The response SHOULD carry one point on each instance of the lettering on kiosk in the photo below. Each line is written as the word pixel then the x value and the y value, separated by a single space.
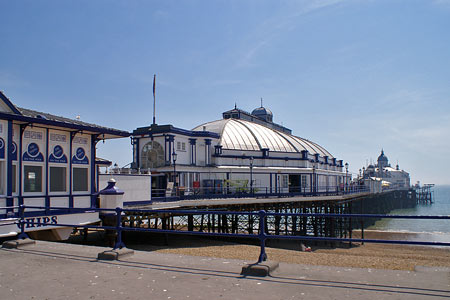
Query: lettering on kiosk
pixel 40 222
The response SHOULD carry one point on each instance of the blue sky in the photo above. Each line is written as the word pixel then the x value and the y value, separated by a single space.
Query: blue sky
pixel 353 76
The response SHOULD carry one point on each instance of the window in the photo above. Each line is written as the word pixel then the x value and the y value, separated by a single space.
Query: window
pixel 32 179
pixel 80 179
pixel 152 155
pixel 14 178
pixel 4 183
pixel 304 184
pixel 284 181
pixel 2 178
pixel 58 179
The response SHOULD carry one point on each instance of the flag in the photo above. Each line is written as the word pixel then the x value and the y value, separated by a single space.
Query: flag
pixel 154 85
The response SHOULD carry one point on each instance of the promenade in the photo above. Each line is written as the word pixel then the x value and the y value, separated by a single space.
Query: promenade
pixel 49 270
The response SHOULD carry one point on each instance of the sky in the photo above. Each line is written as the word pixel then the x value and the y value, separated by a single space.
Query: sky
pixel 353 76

************

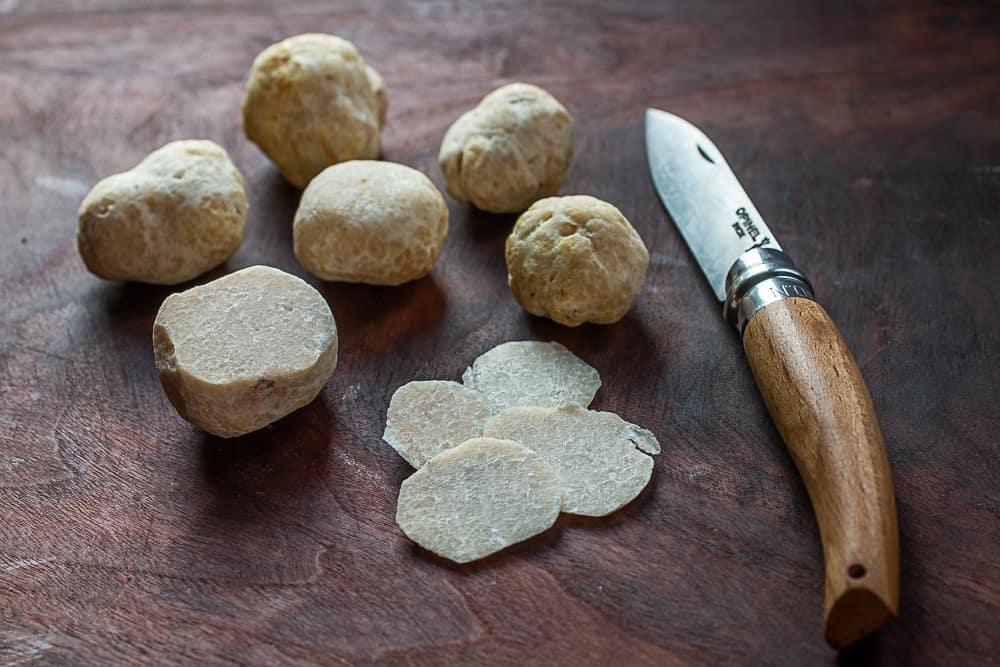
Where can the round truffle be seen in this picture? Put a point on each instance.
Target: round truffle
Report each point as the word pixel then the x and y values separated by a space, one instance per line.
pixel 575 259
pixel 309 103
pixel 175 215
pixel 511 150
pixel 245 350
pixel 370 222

************

**Aufgabe:**
Wandle die Zeilen des Materials oben von der Zeile mit „of the flag“ bis einschließlich der Zeile mit „pixel 49 270“ in eine nummerierte Liste um. Lass dabei Leerzeilen weg.

**Erledigte Aufgabe:**
1. The response SHOULD carry one point on each instance of the flag in the photo above. Each line is written as the word pixel then the x value and the y value, separated by a single space.
2. Query: flag
3. pixel 154 85
4. The response SHOULD carry one point on each instance of the promenade in the photo above. Each line is written as the word pixel then the x value and the y value, separated by a single space.
5. Query: promenade
6. pixel 49 270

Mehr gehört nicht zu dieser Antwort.